(SUPPLIED DATA Opens)
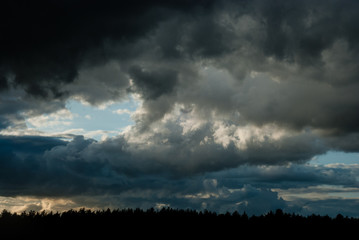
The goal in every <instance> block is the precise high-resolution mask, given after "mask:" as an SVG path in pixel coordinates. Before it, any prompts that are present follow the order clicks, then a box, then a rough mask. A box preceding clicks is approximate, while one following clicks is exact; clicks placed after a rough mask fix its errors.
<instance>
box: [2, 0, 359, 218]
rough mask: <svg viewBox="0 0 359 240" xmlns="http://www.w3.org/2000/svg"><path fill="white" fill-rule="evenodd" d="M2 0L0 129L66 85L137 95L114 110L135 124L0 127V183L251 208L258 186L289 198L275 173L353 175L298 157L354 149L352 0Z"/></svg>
mask: <svg viewBox="0 0 359 240" xmlns="http://www.w3.org/2000/svg"><path fill="white" fill-rule="evenodd" d="M1 6H2V7H1V9H3V14H1V17H0V22H1V25H0V29H1V31H2V36H3V37H2V38H1V39H0V51H1V53H2V54H1V56H0V100H1V101H0V129H2V130H4V131H3V133H8V132H15V131H17V130H26V121H25V120H29V119H30V121H31V119H40V118H41V116H43V114H48V115H49V116H52V115H51V114H55V115H56V114H58V113H61V112H63V113H66V109H65V106H66V101H67V100H69V99H77V100H80V101H82V102H86V103H89V104H91V105H94V106H99V105H101V104H106V103H107V102H111V101H122V100H124V99H125V98H126V97H128V96H131V95H133V96H136V97H137V98H138V99H139V101H140V102H141V106H140V107H139V108H138V109H137V110H136V111H134V112H129V111H128V112H126V111H122V112H118V113H119V114H120V113H131V117H132V119H133V120H134V122H135V124H134V126H132V127H129V128H127V129H126V130H125V131H124V132H123V133H122V134H121V135H119V136H118V137H115V138H111V139H107V140H105V141H101V142H96V141H94V140H91V139H85V138H83V137H82V136H76V137H74V139H73V140H71V141H65V140H63V139H60V138H54V137H45V136H42V137H40V136H27V137H25V136H16V137H15V136H5V135H2V136H1V139H0V141H1V142H2V143H3V144H2V146H3V147H1V149H0V151H1V155H2V159H1V166H2V167H1V171H2V172H3V174H1V179H2V181H1V185H2V187H1V189H2V190H1V193H0V194H1V195H2V196H28V195H33V196H49V197H54V196H57V197H59V196H66V197H78V196H79V195H81V194H84V195H93V196H98V195H101V194H105V193H106V194H107V193H108V194H110V195H112V194H113V195H119V196H120V197H119V198H120V199H121V201H123V202H126V201H125V199H132V200H131V201H133V202H136V201H134V199H135V198H137V199H138V200H139V201H138V203H139V202H141V201H142V202H146V201H145V197H144V196H139V195H136V194H138V192H140V191H144V190H146V191H148V192H147V193H148V194H149V196H150V197H149V199H150V200H148V205H151V204H157V203H161V204H162V203H163V204H168V203H171V204H172V205H174V206H176V204H178V205H177V206H181V207H186V206H187V205H188V206H198V207H201V206H202V207H209V208H210V207H213V208H216V209H220V208H221V206H222V208H225V206H227V205H226V202H228V204H229V205H231V206H232V207H234V208H235V206H237V207H238V208H239V207H240V206H242V207H243V206H246V207H249V208H250V206H255V205H258V201H259V199H268V204H269V205H270V206H268V207H265V208H272V207H274V206H276V207H277V206H278V207H288V208H290V207H292V206H291V205H290V204H289V203H288V202H286V201H287V200H288V199H287V200H285V198H281V197H280V196H279V195H280V191H272V190H271V189H272V188H273V189H274V188H277V189H289V188H291V187H294V186H297V187H298V186H301V187H303V188H307V187H309V186H312V185H315V186H317V185H323V184H328V185H336V186H337V185H340V186H344V187H345V188H349V187H351V188H353V187H357V182H356V180H355V177H354V176H355V174H356V170H355V169H356V167H357V166H355V167H354V168H353V169H352V170H350V169H348V168H345V167H343V166H341V167H339V166H336V167H328V166H326V167H322V168H320V167H313V166H307V165H302V164H304V163H305V162H307V161H309V160H310V159H311V158H312V157H314V156H316V155H320V154H324V153H326V152H328V151H332V150H335V151H346V152H358V151H359V149H358V146H359V125H358V122H359V113H358V111H357V109H359V98H358V95H357V93H358V91H359V84H358V76H359V70H358V69H359V67H358V62H359V61H358V60H359V59H358V56H359V54H358V50H359V45H358V42H359V41H358V40H359V34H358V33H359V29H358V25H357V24H356V23H357V22H358V21H359V19H358V18H359V17H358V16H359V15H358V14H357V9H358V8H359V6H358V2H357V1H345V2H343V1H335V0H333V1H329V2H328V1H319V0H318V1H290V2H288V1H260V0H258V1H220V0H218V1H215V0H213V1H151V2H149V1H131V2H130V1H128V2H127V1H125V2H121V3H119V2H117V1H101V2H99V1H82V0H78V1H61V2H56V1H52V2H48V1H37V2H36V3H33V2H28V1H20V0H15V1H3V2H2V3H1ZM42 119H45V120H46V117H42ZM64 136H65V135H62V136H60V135H59V137H64ZM236 169H237V170H238V171H239V173H236V174H234V173H233V172H232V171H237V170H236ZM243 169H247V170H249V173H246V172H245V171H244V170H243ZM232 173H233V174H234V175H235V177H234V181H233V182H230V181H229V182H225V181H226V179H227V176H230V175H231V174H232ZM328 173H331V174H328ZM332 173H333V174H334V175H332ZM216 174H219V175H220V176H217V175H216ZM221 174H222V175H221ZM247 174H249V175H248V176H247ZM345 174H348V175H345ZM212 175H215V176H217V177H209V176H212ZM243 179H246V181H249V184H246V183H248V182H246V181H244V180H243ZM211 181H212V182H211ZM223 181H224V182H225V184H224V183H223ZM167 182H169V183H167ZM234 183H236V184H237V185H236V184H234ZM211 184H212V185H211ZM214 185H215V186H214ZM234 185H235V186H234ZM230 186H231V187H230ZM208 189H211V190H208ZM233 189H234V190H233ZM333 191H334V190H333ZM287 193H288V192H287ZM121 194H124V195H121ZM131 194H132V195H131ZM278 194H279V195H278ZM288 194H289V193H288ZM130 196H133V197H132V198H131V197H130ZM164 196H169V197H167V198H165V197H164ZM251 196H258V197H253V198H252V197H251ZM236 199H237V200H236ZM246 199H247V200H246ZM248 199H251V200H248ZM82 201H85V200H82ZM298 201H299V200H298ZM323 201H324V200H323ZM128 202H130V201H128ZM272 203H273V204H272ZM186 204H187V205H186ZM233 204H234V205H233ZM271 204H272V205H271ZM328 204H329V205H330V204H331V203H329V202H328ZM353 204H354V203H353ZM229 205H228V206H227V207H228V208H230V207H229ZM243 209H244V208H243ZM253 209H254V207H253ZM261 210H263V211H264V209H261Z"/></svg>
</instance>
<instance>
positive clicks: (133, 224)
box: [0, 208, 359, 239]
mask: <svg viewBox="0 0 359 240" xmlns="http://www.w3.org/2000/svg"><path fill="white" fill-rule="evenodd" d="M358 228H359V219H358V218H353V217H350V218H349V217H344V216H343V215H341V214H338V215H337V216H336V217H334V218H332V217H329V216H327V215H326V216H321V215H315V214H312V215H309V216H301V215H298V214H293V213H292V214H289V213H285V212H283V211H282V210H281V209H278V210H276V211H275V212H273V211H270V212H268V213H266V214H263V215H260V216H256V215H253V216H248V215H247V214H246V213H245V212H243V213H238V212H237V211H235V212H233V213H229V212H227V213H224V214H217V213H216V212H211V211H207V210H204V211H196V210H191V209H187V210H182V209H172V208H162V209H160V210H155V209H154V208H150V209H148V210H142V209H122V210H120V209H114V210H110V209H107V210H90V209H84V208H82V209H79V210H68V211H65V212H61V213H59V212H56V213H55V212H45V211H42V212H35V211H27V212H26V211H24V212H22V213H11V212H9V211H7V210H3V211H2V213H1V215H0V233H1V236H5V237H6V238H18V237H24V236H37V237H38V238H42V237H44V238H47V237H51V236H57V237H60V236H62V237H66V236H80V237H85V236H86V237H95V236H99V237H104V236H108V237H110V236H112V238H113V235H115V236H116V237H115V239H117V238H120V237H118V236H119V235H121V236H122V237H121V238H123V234H125V235H126V234H130V235H131V236H137V237H139V236H151V235H152V236H154V235H156V234H157V235H158V234H161V233H162V234H163V233H165V232H170V233H171V235H168V236H172V237H176V236H177V237H179V236H182V237H183V236H185V234H186V233H191V234H192V235H193V234H198V236H202V237H203V236H207V237H208V236H219V234H220V235H221V236H223V234H227V235H228V236H231V234H234V233H236V232H241V233H251V234H255V235H257V236H259V235H266V236H267V235H268V234H271V233H273V232H276V233H279V232H283V231H284V230H286V231H285V232H288V231H290V230H296V235H298V234H299V235H300V234H304V232H311V234H312V233H313V231H316V232H317V233H318V232H319V233H320V236H324V235H328V236H332V234H334V233H335V234H336V233H338V232H341V233H342V234H343V233H347V234H348V233H350V231H349V230H357V229H358ZM298 230H299V231H298ZM74 234H75V235H74ZM173 234H174V235H173ZM303 236H304V235H303Z"/></svg>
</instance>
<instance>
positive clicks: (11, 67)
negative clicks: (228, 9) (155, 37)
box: [0, 1, 210, 97]
mask: <svg viewBox="0 0 359 240" xmlns="http://www.w3.org/2000/svg"><path fill="white" fill-rule="evenodd" d="M1 5H2V14H1V31H2V36H3V37H2V38H1V46H2V47H1V52H2V55H1V59H0V64H1V68H0V70H1V76H2V80H5V78H8V75H9V74H14V75H15V83H16V84H20V85H23V86H24V87H25V89H26V90H27V92H28V93H29V94H33V95H37V96H42V97H49V95H51V94H52V95H54V97H59V96H61V94H63V92H62V91H61V86H62V85H63V84H67V83H70V82H72V81H73V80H74V78H75V77H76V76H77V74H78V70H79V68H80V67H81V66H82V65H93V64H98V63H101V62H104V61H107V60H109V59H111V58H113V57H114V56H113V55H112V53H111V51H106V47H105V45H106V44H109V45H112V46H113V47H115V46H120V45H122V46H123V47H124V48H126V46H127V44H129V43H131V42H133V41H137V40H138V39H139V38H142V37H145V36H146V35H147V34H148V32H149V31H151V30H152V29H154V28H155V27H156V26H157V24H158V23H159V22H160V21H161V20H163V19H165V18H168V16H169V14H172V12H176V11H179V12H181V11H189V12H190V11H191V9H193V7H196V6H200V7H202V6H203V7H207V5H210V1H206V2H203V3H201V2H197V3H195V4H193V3H190V2H189V1H170V2H168V3H167V2H162V1H151V2H149V1H131V2H123V1H122V2H121V3H120V2H117V1H101V2H99V1H61V2H58V1H50V2H49V1H36V2H29V1H5V2H2V3H1ZM193 5H194V6H193ZM166 9H168V10H166ZM120 53H121V51H120ZM122 53H126V51H122ZM133 54H134V53H130V55H127V56H126V55H121V56H116V58H121V59H126V58H132V57H134V56H131V55H133ZM2 86H3V87H6V86H7V84H6V81H5V82H4V81H2Z"/></svg>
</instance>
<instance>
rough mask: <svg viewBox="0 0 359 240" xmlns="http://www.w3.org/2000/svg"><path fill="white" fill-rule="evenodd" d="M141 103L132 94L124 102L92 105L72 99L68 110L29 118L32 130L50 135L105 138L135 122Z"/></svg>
mask: <svg viewBox="0 0 359 240" xmlns="http://www.w3.org/2000/svg"><path fill="white" fill-rule="evenodd" d="M139 105H140V102H139V101H138V100H136V99H134V98H133V97H129V98H128V99H127V100H125V101H121V102H109V103H106V104H103V105H100V106H91V105H90V104H87V103H85V102H82V101H78V100H75V99H70V100H68V101H67V103H66V109H62V110H60V111H57V112H55V113H51V114H43V115H41V116H37V117H33V118H28V119H26V124H27V127H28V128H29V129H32V130H37V131H41V132H44V133H48V134H49V135H51V134H75V135H84V136H85V137H88V138H93V139H96V140H102V139H105V138H107V137H113V136H116V135H118V134H119V133H121V132H122V131H123V130H124V129H125V128H126V127H128V126H131V125H133V124H134V122H133V120H132V119H131V114H132V113H133V112H134V111H135V110H136V109H137V108H138V107H139Z"/></svg>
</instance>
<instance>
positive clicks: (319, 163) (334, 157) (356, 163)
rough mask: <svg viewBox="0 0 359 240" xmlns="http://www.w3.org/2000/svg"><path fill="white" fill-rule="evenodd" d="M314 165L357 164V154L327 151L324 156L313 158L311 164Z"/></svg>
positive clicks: (358, 156)
mask: <svg viewBox="0 0 359 240" xmlns="http://www.w3.org/2000/svg"><path fill="white" fill-rule="evenodd" d="M310 163H311V164H314V165H326V164H336V163H338V164H359V153H346V152H337V151H329V152H327V153H326V154H323V155H319V156H315V157H314V158H313V159H312V160H311V162H310Z"/></svg>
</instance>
(SUPPLIED DATA Closes)
WORK REQUIRED. Rewrite the items from the very beginning through the line holding "box: [2, 0, 359, 218]", putting "full-resolution" in place of "high-resolution" and keeping everything else unchanged. Leave the pictures out of your answer.

WRITTEN SOLUTION.
The goal in every <instance> block is the precise full-resolution mask, given after "mask:" as an SVG path in pixel coordinates. Before it, any prompts that are present follow the order clicks, then a box, then a rough mask. A box preceding clicks is approximate, while one following clicks is exact; clicks placed after a rough mask fix its errors.
<instance>
box: [2, 0, 359, 218]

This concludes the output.